━━━ Dataset content ━━━

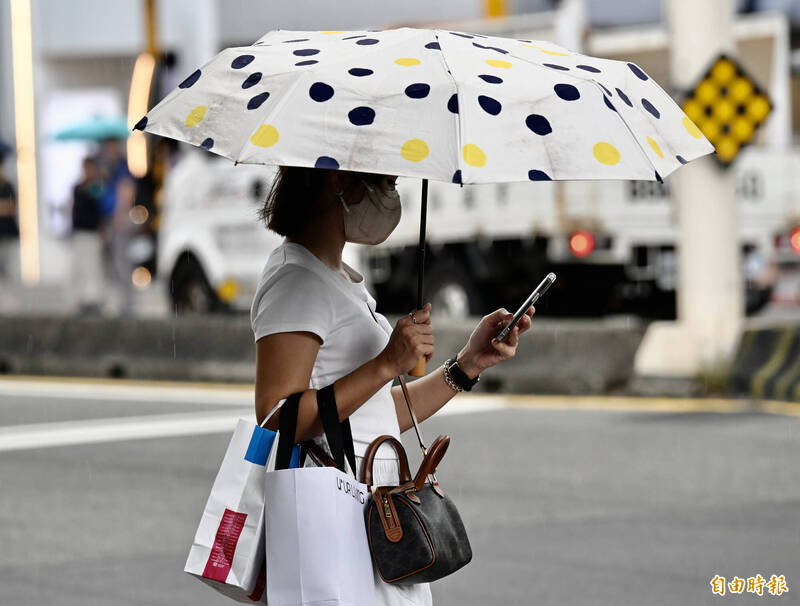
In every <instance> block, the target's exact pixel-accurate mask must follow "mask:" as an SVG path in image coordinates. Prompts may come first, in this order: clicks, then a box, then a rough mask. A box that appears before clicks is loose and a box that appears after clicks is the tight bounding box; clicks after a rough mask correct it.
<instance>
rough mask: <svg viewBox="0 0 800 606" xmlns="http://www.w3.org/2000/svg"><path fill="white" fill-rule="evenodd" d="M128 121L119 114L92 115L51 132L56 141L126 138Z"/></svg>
mask: <svg viewBox="0 0 800 606" xmlns="http://www.w3.org/2000/svg"><path fill="white" fill-rule="evenodd" d="M130 134H131V133H130V130H128V123H127V122H126V121H125V118H123V117H121V116H94V117H92V118H90V119H89V120H86V121H84V122H78V123H77V124H72V125H70V126H68V127H66V128H62V129H61V130H59V131H57V132H56V133H54V134H53V139H55V140H56V141H103V140H105V139H127V138H128V135H130Z"/></svg>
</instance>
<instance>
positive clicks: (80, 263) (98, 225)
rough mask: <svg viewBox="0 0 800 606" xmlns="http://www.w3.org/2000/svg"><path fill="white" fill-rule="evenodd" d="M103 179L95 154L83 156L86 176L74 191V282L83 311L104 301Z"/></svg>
mask: <svg viewBox="0 0 800 606" xmlns="http://www.w3.org/2000/svg"><path fill="white" fill-rule="evenodd" d="M102 197H103V183H102V180H101V175H100V167H99V165H98V162H97V160H96V159H95V158H92V157H87V158H85V159H84V160H83V176H82V177H81V180H80V182H79V183H78V184H77V185H75V188H74V189H73V192H72V284H73V287H74V288H75V289H76V291H77V292H76V295H77V299H78V306H79V307H78V311H79V313H80V314H82V315H83V314H98V313H100V311H101V308H102V303H103V300H102V299H103V284H104V280H103V262H102V254H103V242H102V238H101V235H100V226H101V216H100V203H101V200H102Z"/></svg>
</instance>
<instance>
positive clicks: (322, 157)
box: [314, 156, 339, 170]
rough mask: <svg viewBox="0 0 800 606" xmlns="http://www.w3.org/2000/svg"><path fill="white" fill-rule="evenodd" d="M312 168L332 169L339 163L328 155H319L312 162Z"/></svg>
mask: <svg viewBox="0 0 800 606" xmlns="http://www.w3.org/2000/svg"><path fill="white" fill-rule="evenodd" d="M314 168H331V169H333V170H338V169H339V163H338V162H337V161H336V160H335V159H334V158H331V157H330V156H320V157H319V158H317V161H316V162H315V163H314Z"/></svg>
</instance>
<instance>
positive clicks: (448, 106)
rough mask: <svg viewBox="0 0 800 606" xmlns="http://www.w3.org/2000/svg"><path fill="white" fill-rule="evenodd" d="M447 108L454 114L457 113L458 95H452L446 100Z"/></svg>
mask: <svg viewBox="0 0 800 606" xmlns="http://www.w3.org/2000/svg"><path fill="white" fill-rule="evenodd" d="M447 109H449V110H450V111H451V112H453V113H454V114H457V113H458V95H452V96H451V97H450V99H448V101H447Z"/></svg>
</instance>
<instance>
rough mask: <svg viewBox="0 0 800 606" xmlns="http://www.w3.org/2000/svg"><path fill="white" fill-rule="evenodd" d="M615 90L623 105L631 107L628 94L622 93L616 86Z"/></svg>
mask: <svg viewBox="0 0 800 606" xmlns="http://www.w3.org/2000/svg"><path fill="white" fill-rule="evenodd" d="M615 90H616V91H617V94H618V95H619V98H620V99H622V100H623V101H625V105H627V106H628V107H633V103H631V100H630V99H628V95H626V94H625V93H623V92H622V91H621V90H619V89H618V88H617V89H615Z"/></svg>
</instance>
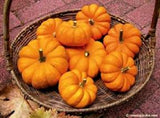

━━━

*Your instructions:*
Tally the lines in the records that contain the string "rough". Reply with the count alone.

*Exercise result:*
6